**Fragmento citado**
┏━━
Pero, de repente, su hermana interrumpió la faena con el batería para recriminarle su indecencia, tratándola de puta por montárselo con dos tíos a la vez. Cuando se enzarzaron en un demencial “y tu más” en ropa interior, se esfumó de golpe la sensación de estar haciendo realidad una de mis recurrentes fantasías eróticas. .
Me vestí sintiéndome manipulado, frustrado y cabreado, y salí de la habitación mientras en mi cabeza resonaba la versión cañí de la elegante definición de Kundera: “calientapollas”. Calificación que se corroboró cuando mis colegas reconocieron que ninguno de los dos había consumado.
El teclista había convencido a su pareja de buscar intimidad en la habitación del batería, que estaba vacía. Pero cuando estaban desnudos y en la cama, la chica mantuvo una actitud tan pasiva – mi amigo la atribuyó al cansancio y la resaca-, que la libido de él se vino abajo.
┗━━
**Material disponible**
┏━━
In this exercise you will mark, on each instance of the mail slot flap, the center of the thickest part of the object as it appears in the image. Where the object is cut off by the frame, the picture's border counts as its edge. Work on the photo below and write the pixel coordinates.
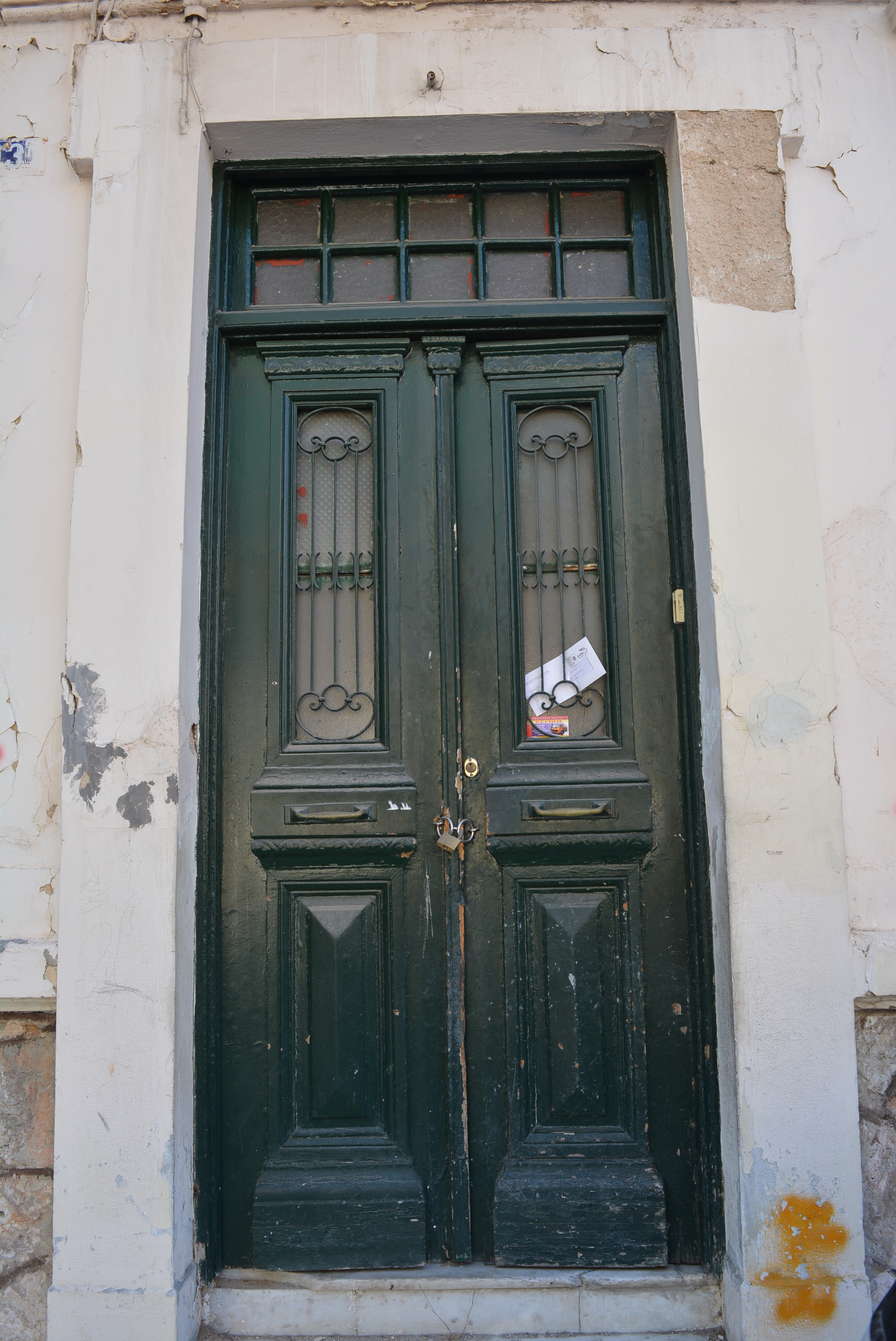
(590, 808)
(324, 810)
┗━━
**Tarea indicada 1**
Anota literalmente la parte del fragmento citado que va desde «Pero, de repente, su» hasta «se vino abajo.», ambas incluidas.
**Tarea indicada 2**
Resume en una lista breve el párrafo del fragmento citado que empieza con «El teclista había convencido», conservando sus datos principales.
**Tarea indicada 3**
Sigue escribiendo el fragmento citado a partir de su última oración.

**Respuesta 1**
Pero, de repente, su hermana interrumpió la faena con el batería para recriminarle su indecencia, tratándola de puta por montárselo con dos tíos a la vez. Cuando se enzarzaron en un demencial “y tu más” en ropa interior, se esfumó de golpe la sensación de estar haciendo realidad una de mis recurrentes fantasías eróticas. .
Me vestí sintiéndome manipulado, frustrado y cabreado, y salí de la habitación mientras en mi cabeza resonaba la versión cañí de la elegante definición de Kundera: “calientapollas”. Calificación que se corroboró cuando mis colegas reconocieron que ninguno de los dos había consumado.
El teclista había convencido a su pareja de buscar intimidad en la habitación del batería, que estaba vacía. Pero cuando estaban desnudos y en la cama, la chica mantuvo una actitud tan pasiva – mi amigo la atribuyó al cansancio y la resaca-, que la libido de él se vino abajo.

**Respuesta 2**
- El teclista convenció a su pareja de buscar intimidad en la habitación del batería, que estaba vacía.
- Ya desnudos y en la cama, la chica se mostró muy pasiva.
- Él lo atribuyó al cansancio y la resaca.
- Su libido se vino abajo.

**Respuesta 3**
Recordando en estos días lo que pudo haber sido algo más que otra anécdota de sexo, droga y rock&roll, intuyo que, más allá de que el alcohol y los estimulantes inhibieran en ellas la impronta maternal sobre “lo que buscan todos los hombres”,
había también en su actitud algo de la fascinación, mezcla de miedo y atracción, que todos sentimos al borde de un precipicio. Y también algo del morbo de la transgresión.
De manera insensata exploraron sus límites, se asomaron al lado salvaje poniéndose a prueba a sí mismas… y a nosotros.
Tuvieron suerte: éramos lobos buenos.